- ARBEITSAUFTRAG 1
Übertragen Sie aus dem Lesetext wortgetreu die Stelle, die mit „Die Ausstellung wird“ beginnt und bis einschließlich „man sie erwartet.“ reicht.
- ARBEITSAUFTRAG 2
Prüfen Sie anhand des Lesetextes, ob die folgenden Aussagen zutreffen: (a) Die Ich-Person malt figürlich. (b) Eine Betrachterin fragte die Ich-Person, ob sie selbst auch so ruhig sei. (c) Die Ausstellung soll „Malerei der lauten Unruhe“ heißen. Antworten Sie jeweils mit Ja oder Nein, und zitieren Sie die entscheidenden Worte des Textes wörtlich.

- LESETEXT
* * * * * * *
Ich könnte jetzt ganz frech behaupten: doch. Ich male aber nicht figürlich. Wenn ich Personen direkt zu malen versuchte, käme ich aufs Glatteis. Ich bin ein figürlicher Analphabet (und habe es daher schon sehr lange nicht mehr gemacht, vielleicht müsste ich es wieder einmal probieren). Aber mein eigentliches Interesse ist es, über die Bande zu spielen (kommt dieser Ausdruck vom Billard?). Wenn man meine Objekte metaphorisch verstehen will, dann geht es in diese Richtung. Über die Bande spielen heisst für mich, eine Vase so zu strecken, bis sie auch einen figürlichen Ausdruck erhält. Bei meinem neusten Objekt, der Wäscheklammer, lege ich mich vielleicht am Meisten fest. Aber auch eine Birne kann ich ebenso als Objekt sehen, wie als figürlichen Zustand. Ich schiesse nicht direkt aufs Ziel, ich gehe den indirekten Weg. Deshalb ist auch die Frage, ob meine Malerei nun gegenständlich oder pseudofigürlich, symbolistisch oder realistisch sei, nicht zu beantworten. Sie ist überall zwischen Stuhl und Bank.

Die Ausstellung wird heissen: Malerei der stillen Unruhe.

Der Titel geht darauf zurück, dass bei einer früheren Ausstellung eine Betrachterin meinte, die Arbeiten würden sehr ruhig wirken und mich fragte, ob ich selbst auch so ruhig sei? Ich musste mit Nein antworten, denn ich bin eigentlich das Gegenteil dieser Bilder. Diese Frage brachte mich darauf, dass genau in diesem Widerspruch etwas Treffendes liegt und kam dann auf den Begriff der „Stillen Unruhe“. Die Bilder kommen eher still und unauffällig daher, und doch stimmt beim zweiten Hinsehen irgend etwas nicht ganz (das hoffe ich wenigstens). Die Senkrechten sind meist nicht ganz senkrecht, die Objekte sind vielleicht nicht genau dort, wo man sie erwartet.
So ist dieser Begriff entstanden. Ich wünsche mir, dass man nicht bereits nach dem ersten Hinschauen mit dem Bild fertig ist. Man sollte das Bild auch ein zweites Mal anschauen können und noch Fragen an das Bild haben. Oder umgekehrt: Das Bild sollte auch längerfristig Fragen an den Betrachter stellen und Interesse wecken.

Eine gewisse Irritation?

Ja, eine Irritation, genügend fein, dass sie nicht belästigt, aber genügend stark, dass sie nachwirkt, das wäre die Idealvorstellung. In diese Lücke hinein stösst der Begriff der stillen Unruhe.
* * * * * * *
- BEREITGESTELLTE DATEN
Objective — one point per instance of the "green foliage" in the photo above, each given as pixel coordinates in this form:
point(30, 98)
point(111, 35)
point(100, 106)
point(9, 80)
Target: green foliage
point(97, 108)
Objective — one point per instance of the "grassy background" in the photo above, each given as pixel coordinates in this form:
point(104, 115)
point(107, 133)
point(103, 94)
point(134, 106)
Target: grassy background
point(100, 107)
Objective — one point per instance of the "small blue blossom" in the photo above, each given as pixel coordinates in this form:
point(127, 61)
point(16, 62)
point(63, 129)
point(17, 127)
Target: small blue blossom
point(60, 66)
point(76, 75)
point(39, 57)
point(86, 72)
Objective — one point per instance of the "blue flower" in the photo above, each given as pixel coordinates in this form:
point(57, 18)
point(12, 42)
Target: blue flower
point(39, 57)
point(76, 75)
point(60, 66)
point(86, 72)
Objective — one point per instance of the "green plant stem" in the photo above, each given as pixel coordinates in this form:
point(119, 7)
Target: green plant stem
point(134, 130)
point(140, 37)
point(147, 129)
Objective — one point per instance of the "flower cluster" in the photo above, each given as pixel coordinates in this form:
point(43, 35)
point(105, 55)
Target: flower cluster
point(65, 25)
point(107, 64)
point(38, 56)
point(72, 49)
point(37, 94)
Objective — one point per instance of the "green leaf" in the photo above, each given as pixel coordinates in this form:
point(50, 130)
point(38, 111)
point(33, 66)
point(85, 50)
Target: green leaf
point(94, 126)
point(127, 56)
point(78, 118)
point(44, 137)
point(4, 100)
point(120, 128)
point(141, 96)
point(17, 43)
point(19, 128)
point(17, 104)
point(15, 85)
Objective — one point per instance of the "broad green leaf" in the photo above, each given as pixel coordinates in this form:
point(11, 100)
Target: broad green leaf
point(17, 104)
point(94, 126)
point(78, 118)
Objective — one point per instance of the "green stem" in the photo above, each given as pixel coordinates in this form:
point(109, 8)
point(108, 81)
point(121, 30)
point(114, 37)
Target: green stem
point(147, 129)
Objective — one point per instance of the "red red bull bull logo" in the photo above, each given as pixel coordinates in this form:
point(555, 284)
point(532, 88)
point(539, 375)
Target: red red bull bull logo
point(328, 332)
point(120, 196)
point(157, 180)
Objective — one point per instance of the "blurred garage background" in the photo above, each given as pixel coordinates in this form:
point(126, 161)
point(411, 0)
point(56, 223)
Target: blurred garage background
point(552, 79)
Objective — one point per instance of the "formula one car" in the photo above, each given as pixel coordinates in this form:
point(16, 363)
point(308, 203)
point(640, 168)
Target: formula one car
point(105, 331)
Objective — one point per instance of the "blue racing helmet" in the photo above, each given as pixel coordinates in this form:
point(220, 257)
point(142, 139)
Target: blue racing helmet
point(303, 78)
* * * * * * *
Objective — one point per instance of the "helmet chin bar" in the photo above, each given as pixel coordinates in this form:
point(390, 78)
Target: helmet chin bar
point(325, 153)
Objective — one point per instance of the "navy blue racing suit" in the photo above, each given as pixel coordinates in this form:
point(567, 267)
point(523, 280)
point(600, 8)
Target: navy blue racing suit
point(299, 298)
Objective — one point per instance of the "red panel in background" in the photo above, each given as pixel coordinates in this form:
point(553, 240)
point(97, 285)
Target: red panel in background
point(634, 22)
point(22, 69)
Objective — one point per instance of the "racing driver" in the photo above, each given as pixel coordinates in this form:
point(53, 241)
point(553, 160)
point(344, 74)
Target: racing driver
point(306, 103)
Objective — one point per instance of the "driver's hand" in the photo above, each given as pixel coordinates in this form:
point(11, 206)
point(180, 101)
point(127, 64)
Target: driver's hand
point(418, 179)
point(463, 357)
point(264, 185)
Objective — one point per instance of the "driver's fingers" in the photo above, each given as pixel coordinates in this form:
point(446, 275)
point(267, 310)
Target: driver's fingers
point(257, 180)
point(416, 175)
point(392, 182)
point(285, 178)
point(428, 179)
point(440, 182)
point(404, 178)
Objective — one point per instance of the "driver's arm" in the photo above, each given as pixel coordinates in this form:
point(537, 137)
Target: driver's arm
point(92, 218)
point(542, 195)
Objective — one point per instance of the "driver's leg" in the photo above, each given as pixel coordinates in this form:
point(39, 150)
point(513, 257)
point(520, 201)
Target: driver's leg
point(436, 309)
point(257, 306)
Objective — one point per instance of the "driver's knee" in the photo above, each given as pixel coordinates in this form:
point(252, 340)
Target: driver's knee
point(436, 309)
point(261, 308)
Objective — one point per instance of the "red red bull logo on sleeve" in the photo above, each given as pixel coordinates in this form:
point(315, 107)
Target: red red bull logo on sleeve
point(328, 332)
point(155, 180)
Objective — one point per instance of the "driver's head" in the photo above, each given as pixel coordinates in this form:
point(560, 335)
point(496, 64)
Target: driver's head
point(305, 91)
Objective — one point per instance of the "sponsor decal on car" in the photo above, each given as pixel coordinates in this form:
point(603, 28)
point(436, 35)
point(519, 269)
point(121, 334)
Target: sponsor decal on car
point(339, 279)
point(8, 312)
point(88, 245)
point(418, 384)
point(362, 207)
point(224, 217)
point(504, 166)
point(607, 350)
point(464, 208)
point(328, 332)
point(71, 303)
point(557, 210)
* * * * * * *
- LÖSUNG 1
Die Ausstellung wird heissen: Malerei der stillen Unruhe.

Der Titel geht darauf zurück, dass bei einer früheren Ausstellung eine Betrachterin meinte, die Arbeiten würden sehr ruhig wirken und mich fragte, ob ich selbst auch so ruhig sei? Ich musste mit Nein antworten, denn ich bin eigentlich das Gegenteil dieser Bilder. Diese Frage brachte mich darauf, dass genau in diesem Widerspruch etwas Treffendes liegt und kam dann auf den Begriff der „Stillen Unruhe“. Die Bilder kommen eher still und unauffällig daher, und doch stimmt beim zweiten Hinsehen irgend etwas nicht ganz (das hoffe ich wenigstens). Die Senkrechten sind meist nicht ganz senkrecht, die Objekte sind vielleicht nicht genau dort, wo man sie erwartet.

- LÖSUNG 2
(a) Nein: „Ich male aber nicht figürlich.“
(b) Ja: „eine Betrachterin meinte, die Arbeiten würden sehr ruhig wirken und mich fragte, ob ich selbst auch so ruhig sei“
(c) Nein: „Die Ausstellung wird heissen: Malerei der stillen Unruhe.“